## [Problems]
**A.** In the letter, rewrite the passage starting with "In March this" and going on through "full Withdrawal Agreement.", replacing "implementation period" with "transition period".
**B.** According to the letter, until what date does the time-limited implementation period run?
**C.** Translate this sentence from the letter into Spanish: "It is important to say that we do not want or expect a no deal outcome."

## [Text provided]
* * *

Over the last few months I have met many UK nationals here in Hungary and have discussed what the UK’s departure from the European Union means for UK nationals living here. I am writing now to set out where negotiations have got to and to let you know how you can best stay informed.
What has happened in the negotiations between the EU and the UK?
From the beginning of this process, the Prime Minister has been clear that safeguarding the rights of UK nationals living in the EU and EU citizens living in the UK is her first priority for the negotiations. In December last year the UK and the European Commission reached a comprehensive agreement on reciprocal protection of UK and EU citizens’ rights.
In March this year, the Commission and the UK announced that the commitments made in December had been translated into legal text. We also agreed the terms of a time-limited implementation period until 31 December 2020, which will give citizens like you more time to make any preparations. During the implementation period, UK nationals will be able to visit, live and work in the EU broadly as they do now. UK nationals currently living in the EU who want to move to a different Member State will be able to continue to do so during the implementation period. This marks an important step towards finalising the full Withdrawal Agreement.
What does that mean in practice?
The agreement means that as UK nationals living in Hungary, you and your family members will be able to carry on living your lives as you do now. You will be able to carry on living, working or studying in Hungary for as long as you want to. Your rights to remain in Hungary will be protected now, during the implementation period and beyond. You will continue (now and in the future) to be able to access entitlements to social security on the same basis as Hungarian citizens living in Hungary. You will be entitled to have your social security contributions made before and after exit in the UK, or in another Member State, count towards a future UK or EU Member State pension. Your children will continue to enjoy access to education on the same basis that Hungarian children do. In short, most of what you do (or are entitled to do) on a daily basis will not change.
What is still to be agreed?
Citizens’ Rights remains an important issue in our discussions about our future relationship with the EU. We have secured the right for you to continue living your life as you do now. But we would also like to discuss with the EU27 future life choices. For example the right to onward free movement should you wish to move to another EU Member State and ambitious future provisions for wider use of mutual recognition of qualifications.
Arrangements for travel between the UK and EU beyond 2020 are also being discussed during the second phase of the negotiations. But we already know that up to 31 December 2020 you and your EU family members will continue to be able to travel to the UK as you do now. In some cases where you have resided in an EU Member State for at least three months, your non-EU family members may also travel with you to the UK (please see the links below for more information).
Some UK nationals have raised concerns about what happens if an overall deal between the EU and the UK is not reached. It is important to say that we do not want or expect a no deal outcome. It is also important to highlight the UK Government and the Commission have both stated that providing certainty for citizens is a priority. We believe it would be very unlikely for any agreed deal on citizens’ rights to be reopened.

* * *

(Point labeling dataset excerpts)
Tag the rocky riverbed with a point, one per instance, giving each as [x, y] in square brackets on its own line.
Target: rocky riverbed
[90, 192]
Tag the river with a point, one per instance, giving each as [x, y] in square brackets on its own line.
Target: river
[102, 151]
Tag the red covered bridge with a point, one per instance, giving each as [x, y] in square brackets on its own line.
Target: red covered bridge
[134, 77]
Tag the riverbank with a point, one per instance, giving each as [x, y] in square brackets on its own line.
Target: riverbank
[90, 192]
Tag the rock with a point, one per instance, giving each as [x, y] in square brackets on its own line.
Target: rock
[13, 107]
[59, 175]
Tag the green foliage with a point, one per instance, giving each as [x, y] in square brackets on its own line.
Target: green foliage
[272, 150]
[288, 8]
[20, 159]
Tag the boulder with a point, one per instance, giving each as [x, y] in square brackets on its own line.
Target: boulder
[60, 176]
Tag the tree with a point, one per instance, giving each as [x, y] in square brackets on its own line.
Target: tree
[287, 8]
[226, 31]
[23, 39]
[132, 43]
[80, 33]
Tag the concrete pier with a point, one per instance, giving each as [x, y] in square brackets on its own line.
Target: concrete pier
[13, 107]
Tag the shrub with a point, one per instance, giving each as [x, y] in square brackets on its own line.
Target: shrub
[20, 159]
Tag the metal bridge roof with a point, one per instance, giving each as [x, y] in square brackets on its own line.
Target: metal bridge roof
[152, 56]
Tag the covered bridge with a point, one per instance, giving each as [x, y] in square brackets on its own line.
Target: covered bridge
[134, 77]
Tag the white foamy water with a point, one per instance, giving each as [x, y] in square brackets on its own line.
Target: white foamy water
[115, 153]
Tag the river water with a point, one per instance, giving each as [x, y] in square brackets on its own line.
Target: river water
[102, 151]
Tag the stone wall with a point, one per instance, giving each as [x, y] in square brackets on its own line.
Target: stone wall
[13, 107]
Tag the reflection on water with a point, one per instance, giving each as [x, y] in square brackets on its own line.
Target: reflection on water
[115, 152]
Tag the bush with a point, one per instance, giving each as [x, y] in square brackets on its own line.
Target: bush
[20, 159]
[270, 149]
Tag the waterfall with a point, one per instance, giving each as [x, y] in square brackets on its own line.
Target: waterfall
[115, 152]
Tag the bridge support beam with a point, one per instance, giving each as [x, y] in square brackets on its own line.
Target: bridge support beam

* * *

## [Full answers]
**A.**
In March this year, the Commission and the UK announced that the commitments made in December had been translated into legal text. We also agreed the terms of a time-limited transition period until 31 December 2020, which will give citizens like you more time to make any preparations. During the transition period, UK nationals will be able to visit, live and work in the EU broadly as they do now. UK nationals currently living in the EU who want to move to a different Member State will be able to continue to do so during the transition period. This marks an important step towards finalising the full Withdrawal Agreement.

**B.** 31 December 2020

**C.** Es importante decir que no queremos ni esperamos un resultado sin acuerdo.